**DATA LISTING:**
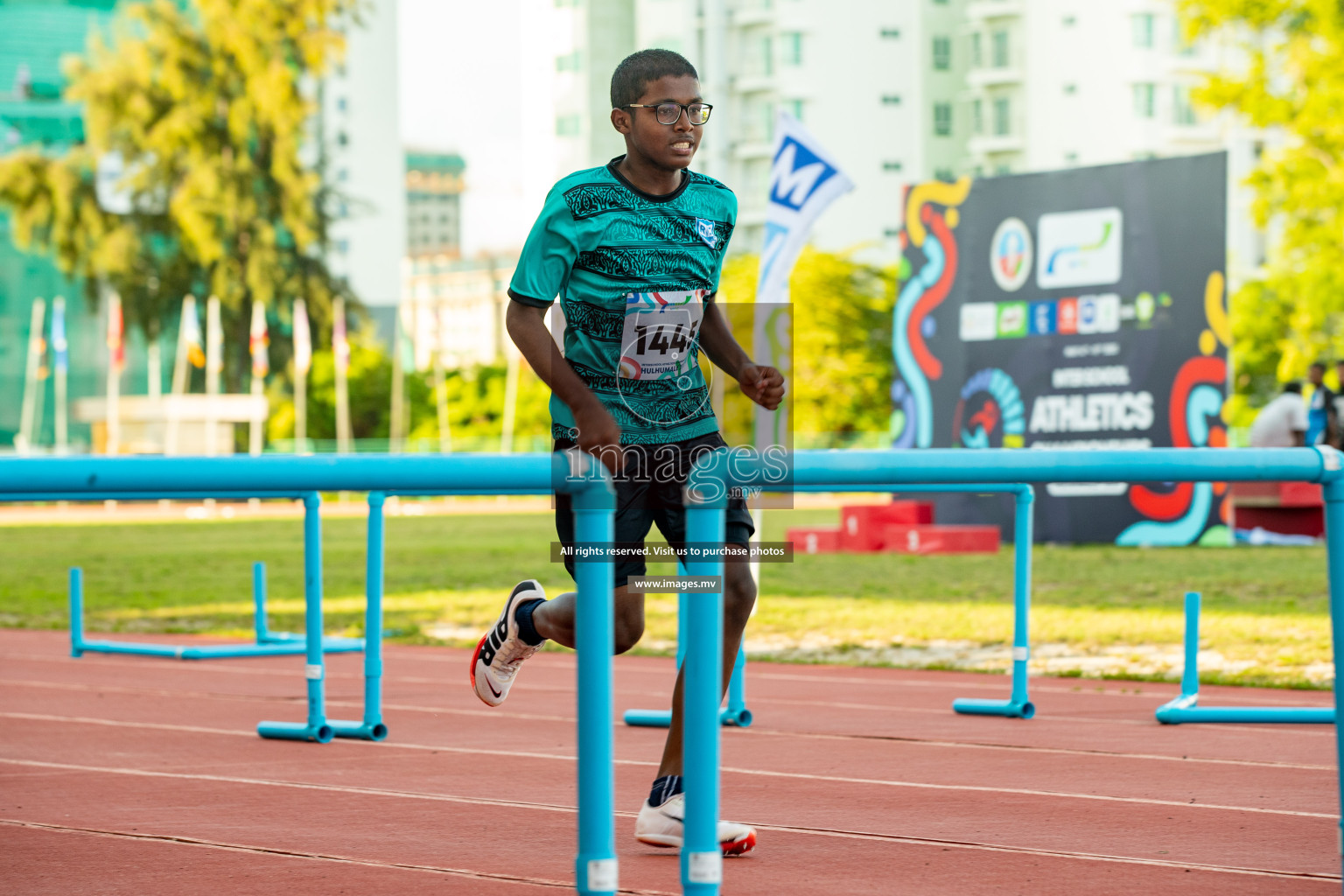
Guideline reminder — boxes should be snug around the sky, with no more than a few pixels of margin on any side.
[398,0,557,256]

...

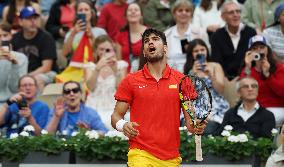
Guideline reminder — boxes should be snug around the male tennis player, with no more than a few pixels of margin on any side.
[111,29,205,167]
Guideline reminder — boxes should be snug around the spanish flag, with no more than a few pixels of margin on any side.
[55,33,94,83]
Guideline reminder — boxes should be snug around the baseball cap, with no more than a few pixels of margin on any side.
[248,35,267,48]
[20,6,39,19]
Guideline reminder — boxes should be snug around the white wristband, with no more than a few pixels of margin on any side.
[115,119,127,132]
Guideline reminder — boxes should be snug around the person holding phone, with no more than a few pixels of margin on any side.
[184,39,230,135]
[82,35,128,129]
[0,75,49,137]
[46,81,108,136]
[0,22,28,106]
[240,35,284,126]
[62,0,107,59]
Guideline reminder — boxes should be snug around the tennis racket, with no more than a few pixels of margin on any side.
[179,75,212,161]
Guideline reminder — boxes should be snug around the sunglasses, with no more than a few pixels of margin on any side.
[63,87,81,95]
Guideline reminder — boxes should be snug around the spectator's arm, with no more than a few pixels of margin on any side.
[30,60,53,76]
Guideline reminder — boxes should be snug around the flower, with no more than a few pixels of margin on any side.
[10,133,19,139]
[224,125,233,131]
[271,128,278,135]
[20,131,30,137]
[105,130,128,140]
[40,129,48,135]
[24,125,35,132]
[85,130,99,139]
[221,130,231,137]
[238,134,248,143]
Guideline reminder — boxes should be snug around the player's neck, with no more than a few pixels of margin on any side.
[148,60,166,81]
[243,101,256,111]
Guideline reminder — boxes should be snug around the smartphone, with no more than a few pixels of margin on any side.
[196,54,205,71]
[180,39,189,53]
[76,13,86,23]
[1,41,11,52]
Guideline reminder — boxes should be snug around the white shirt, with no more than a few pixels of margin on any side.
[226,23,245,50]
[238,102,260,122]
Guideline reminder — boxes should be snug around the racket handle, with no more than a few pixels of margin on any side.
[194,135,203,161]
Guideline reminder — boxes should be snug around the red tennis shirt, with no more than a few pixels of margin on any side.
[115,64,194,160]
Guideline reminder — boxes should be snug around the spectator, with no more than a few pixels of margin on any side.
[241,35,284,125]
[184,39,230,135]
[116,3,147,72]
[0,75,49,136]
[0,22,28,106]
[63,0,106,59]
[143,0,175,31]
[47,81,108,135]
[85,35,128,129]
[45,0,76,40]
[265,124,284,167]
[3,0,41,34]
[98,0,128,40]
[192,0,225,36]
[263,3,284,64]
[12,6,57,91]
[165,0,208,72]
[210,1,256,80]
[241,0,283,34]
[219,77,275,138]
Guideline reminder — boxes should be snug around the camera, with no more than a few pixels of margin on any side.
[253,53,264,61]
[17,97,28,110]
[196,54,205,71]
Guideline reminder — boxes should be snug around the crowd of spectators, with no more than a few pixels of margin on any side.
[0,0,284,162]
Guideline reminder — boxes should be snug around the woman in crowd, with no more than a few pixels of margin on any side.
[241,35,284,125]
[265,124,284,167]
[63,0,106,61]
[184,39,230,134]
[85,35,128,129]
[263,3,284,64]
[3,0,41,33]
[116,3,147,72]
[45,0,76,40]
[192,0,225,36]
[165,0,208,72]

**STATED TASK:** Convert the lines from the one containing "Guideline reminder — boxes should be snug around the sky, with" through the one containing "[398,0,557,256]", inclusive, into a Markdown table with columns Index and Line. Number each line in Index and skip any blank lines.

**SOLUTION TO THIS EXERCISE:**
| Index | Line |
|---|---|
| 1 | Guideline reminder — boxes should be snug around the sky, with no more than a few pixels of margin on any side. |
| 2 | [398,0,557,256] |